“Odeio os indiferentes.
Acredito que viver
significa tomar partido.
Indiferença é apatia,
parasitismo, covardia.
Não é vida.
Por isso, abomino os
indiferentes.
Desprezo os indiferentes,
também, porque me provocam
tédio as suas lamúrias
de eternos inocentes.
Vivo, sou militante.
Por isso, detesto
quem não toma partido.
Odeio os indiferentes.”
Antonio
Gramsci
Tem vezes que a vergonha bate com
gosto na gente. Não a vergonha moral da culpa e castigo. Mas a vergonha em se
sentir indiferente quando tudo em volta torna-se esquecido, distante,
desmemoriado. Vergonha de não ter percebido a onda de mediocridade na qual se
deixou arrastar com a maioria festiva e fútil. Achei que fosse imune a essa
“vergonha” quando me vi inserida no processo de morte do Cafundó Café e Arte,
projeto cultural que criei em Jaçanã (RN), por falta do envolvimento político
que pudesse apropriar-se da ideia e levá-la adiante. Tive que me desfazer dos
livros (papéis) e de todo um patrimônio artístico que foi edificado ao longo de
quase dois anos. No final deste período estava só, cansada e esmagada pela
indiferença. Agora, porém, eis que me vejo do lado de dentro da bolha,
indiferente.

============

_O PEDIDO:_
Indique se cada afirmação está de acordo com o trecho sobre a indiferença. Responda sim ou não e cite literalmente as palavras do trecho que decidem.
1. O Cafundó Café e Arte foi criado em Jaçanã (RN).
2. O patrimônio artístico foi construído ao longo de mais de cinco anos.
3. A vergonha de que o texto trata é a vergonha moral da culpa e castigo.
A listagem que vem depois do trecho é um material à parte.

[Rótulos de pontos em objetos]

============

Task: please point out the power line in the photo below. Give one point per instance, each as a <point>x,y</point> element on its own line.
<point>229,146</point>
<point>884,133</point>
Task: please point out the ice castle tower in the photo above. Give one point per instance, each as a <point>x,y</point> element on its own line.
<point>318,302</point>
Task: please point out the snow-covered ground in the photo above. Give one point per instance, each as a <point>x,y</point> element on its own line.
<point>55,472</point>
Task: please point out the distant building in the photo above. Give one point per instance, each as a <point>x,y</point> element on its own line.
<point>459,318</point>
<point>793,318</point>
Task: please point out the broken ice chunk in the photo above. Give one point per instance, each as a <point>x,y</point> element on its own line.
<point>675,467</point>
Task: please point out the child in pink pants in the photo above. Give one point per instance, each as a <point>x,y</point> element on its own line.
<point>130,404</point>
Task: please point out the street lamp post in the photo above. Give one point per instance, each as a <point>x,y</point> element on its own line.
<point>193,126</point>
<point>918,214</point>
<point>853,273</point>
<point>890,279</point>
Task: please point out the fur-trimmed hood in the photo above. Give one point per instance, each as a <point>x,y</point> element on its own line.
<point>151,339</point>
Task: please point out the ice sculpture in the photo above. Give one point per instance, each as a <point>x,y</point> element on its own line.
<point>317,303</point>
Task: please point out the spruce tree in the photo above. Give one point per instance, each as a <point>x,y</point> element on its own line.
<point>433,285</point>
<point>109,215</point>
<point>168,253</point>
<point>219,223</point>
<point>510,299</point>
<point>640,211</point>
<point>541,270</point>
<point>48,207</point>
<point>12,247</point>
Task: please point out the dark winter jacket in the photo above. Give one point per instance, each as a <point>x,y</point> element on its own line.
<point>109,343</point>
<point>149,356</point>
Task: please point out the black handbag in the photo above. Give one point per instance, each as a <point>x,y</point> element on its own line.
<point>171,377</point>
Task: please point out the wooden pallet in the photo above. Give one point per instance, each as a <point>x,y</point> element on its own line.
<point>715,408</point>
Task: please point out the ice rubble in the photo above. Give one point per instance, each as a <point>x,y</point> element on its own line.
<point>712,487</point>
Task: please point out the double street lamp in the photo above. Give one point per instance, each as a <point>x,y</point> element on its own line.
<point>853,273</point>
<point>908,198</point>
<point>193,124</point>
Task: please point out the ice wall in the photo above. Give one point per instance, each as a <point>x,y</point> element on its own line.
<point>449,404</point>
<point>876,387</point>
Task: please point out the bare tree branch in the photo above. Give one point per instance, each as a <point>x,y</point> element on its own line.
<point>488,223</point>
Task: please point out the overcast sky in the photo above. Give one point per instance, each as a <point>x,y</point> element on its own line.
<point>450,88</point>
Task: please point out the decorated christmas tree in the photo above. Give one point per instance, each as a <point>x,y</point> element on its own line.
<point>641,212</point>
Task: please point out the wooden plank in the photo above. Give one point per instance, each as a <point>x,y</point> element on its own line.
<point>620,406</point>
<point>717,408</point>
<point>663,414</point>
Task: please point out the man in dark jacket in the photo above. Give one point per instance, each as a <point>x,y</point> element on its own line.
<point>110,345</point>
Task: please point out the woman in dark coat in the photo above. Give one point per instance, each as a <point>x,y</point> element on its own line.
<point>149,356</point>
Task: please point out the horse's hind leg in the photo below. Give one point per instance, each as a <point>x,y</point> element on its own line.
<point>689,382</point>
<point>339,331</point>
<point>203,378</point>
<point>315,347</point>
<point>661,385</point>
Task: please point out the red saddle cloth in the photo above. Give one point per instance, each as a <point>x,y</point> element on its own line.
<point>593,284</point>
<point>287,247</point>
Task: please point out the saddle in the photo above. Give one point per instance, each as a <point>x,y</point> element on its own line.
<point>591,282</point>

============

_RESPOSTA ESCRITA:_
1. Sim: "projeto cultural que criei em Jaçanã (RN)".
2. Não: "ao longo de quase dois anos".
3. Não: "Não a vergonha moral da culpa e castigo."